O que fazer. Converta todas as linhas do material a seguir em uma tabela Markdown com as colunas "Nº" e "Linha", numerando as linhas em sequência e omitindo as que estiverem em branco.

[Entradas de anotação de coordenadas]
####################
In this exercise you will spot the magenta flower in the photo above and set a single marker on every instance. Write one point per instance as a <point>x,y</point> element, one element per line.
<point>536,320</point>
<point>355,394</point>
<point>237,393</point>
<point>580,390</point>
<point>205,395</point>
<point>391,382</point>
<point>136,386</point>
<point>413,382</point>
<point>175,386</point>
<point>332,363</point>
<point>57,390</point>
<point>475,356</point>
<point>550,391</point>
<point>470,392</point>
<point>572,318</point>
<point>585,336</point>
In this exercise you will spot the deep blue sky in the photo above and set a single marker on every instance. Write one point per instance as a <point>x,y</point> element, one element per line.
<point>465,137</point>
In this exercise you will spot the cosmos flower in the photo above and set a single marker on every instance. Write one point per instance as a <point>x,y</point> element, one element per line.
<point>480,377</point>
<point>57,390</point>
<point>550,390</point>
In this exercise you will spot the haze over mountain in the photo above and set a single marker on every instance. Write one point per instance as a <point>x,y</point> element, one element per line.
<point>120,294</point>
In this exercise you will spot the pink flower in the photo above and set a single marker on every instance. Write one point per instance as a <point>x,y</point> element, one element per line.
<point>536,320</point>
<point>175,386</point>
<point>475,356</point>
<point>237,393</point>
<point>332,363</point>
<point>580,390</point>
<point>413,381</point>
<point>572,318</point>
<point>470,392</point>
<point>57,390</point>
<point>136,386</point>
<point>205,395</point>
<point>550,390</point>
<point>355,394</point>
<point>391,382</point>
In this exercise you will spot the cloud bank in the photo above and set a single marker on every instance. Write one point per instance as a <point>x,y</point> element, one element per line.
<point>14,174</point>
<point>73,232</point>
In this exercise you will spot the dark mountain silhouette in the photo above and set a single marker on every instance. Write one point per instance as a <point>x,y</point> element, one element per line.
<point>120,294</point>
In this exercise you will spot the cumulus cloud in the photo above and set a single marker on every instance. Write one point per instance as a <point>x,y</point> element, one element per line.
####################
Resposta correta.
| Nº | Linha |
|---|---|
| 1 | In this exercise you will spot the magenta flower in the photo above and set a single marker on every instance. Write one point per instance as a <point>x,y</point> element, one element per line. |
| 2 | <point>536,320</point> |
| 3 | <point>355,394</point> |
| 4 | <point>237,393</point> |
| 5 | <point>580,390</point> |
| 6 | <point>205,395</point> |
| 7 | <point>391,382</point> |
| 8 | <point>136,386</point> |
| 9 | <point>413,382</point> |
| 10 | <point>175,386</point> |
| 11 | <point>332,363</point> |
| 12 | <point>57,390</point> |
| 13 | <point>475,356</point> |
| 14 | <point>550,391</point> |
| 15 | <point>470,392</point> |
| 16 | <point>572,318</point> |
| 17 | <point>585,336</point> |
| 18 | In this exercise you will spot the deep blue sky in the photo above and set a single marker on every instance. Write one point per instance as a <point>x,y</point> element, one element per line. |
| 19 | <point>465,137</point> |
| 20 | In this exercise you will spot the cosmos flower in the photo above and set a single marker on every instance. Write one point per instance as a <point>x,y</point> element, one element per line. |
| 21 | <point>480,377</point> |
| 22 | <point>57,390</point> |
| 23 | <point>550,390</point> |
| 24 | In this exercise you will spot the haze over mountain in the photo above and set a single marker on every instance. Write one point per instance as a <point>x,y</point> element, one element per line. |
| 25 | <point>120,294</point> |
| 26 | In this exercise you will spot the pink flower in the photo above and set a single marker on every instance. Write one point per instance as a <point>x,y</point> element, one element per line. |
| 27 | <point>536,320</point> |
| 28 | <point>175,386</point> |
| 29 | <point>475,356</point> |
| 30 | <point>237,393</point> |
| 31 | <point>332,363</point> |
| 32 | <point>580,390</point> |
| 33 | <point>413,381</point> |
| 34 | <point>572,318</point> |
| 35 | <point>470,392</point> |
| 36 | <point>57,390</point> |
| 37 | <point>136,386</point> |
| 38 | <point>205,395</point> |
| 39 | <point>550,390</point> |
| 40 | <point>355,394</point> |
| 41 | <point>391,382</point> |
| 42 | In this exercise you will spot the cloud bank in the photo above and set a single marker on every instance. Write one point per instance as a <point>x,y</point> element, one element per line. |
| 43 | <point>14,174</point> |
| 44 | <point>73,232</point> |
| 45 | In this exercise you will spot the dark mountain silhouette in the photo above and set a single marker on every instance. Write one point per instance as a <point>x,y</point> element, one element per line. |
| 46 | <point>120,294</point> |
| 47 | In this exercise you will spot the cumulus cloud in the photo above and set a single marker on every instance. Write one point per instance as a <point>x,y</point> element, one element per line. |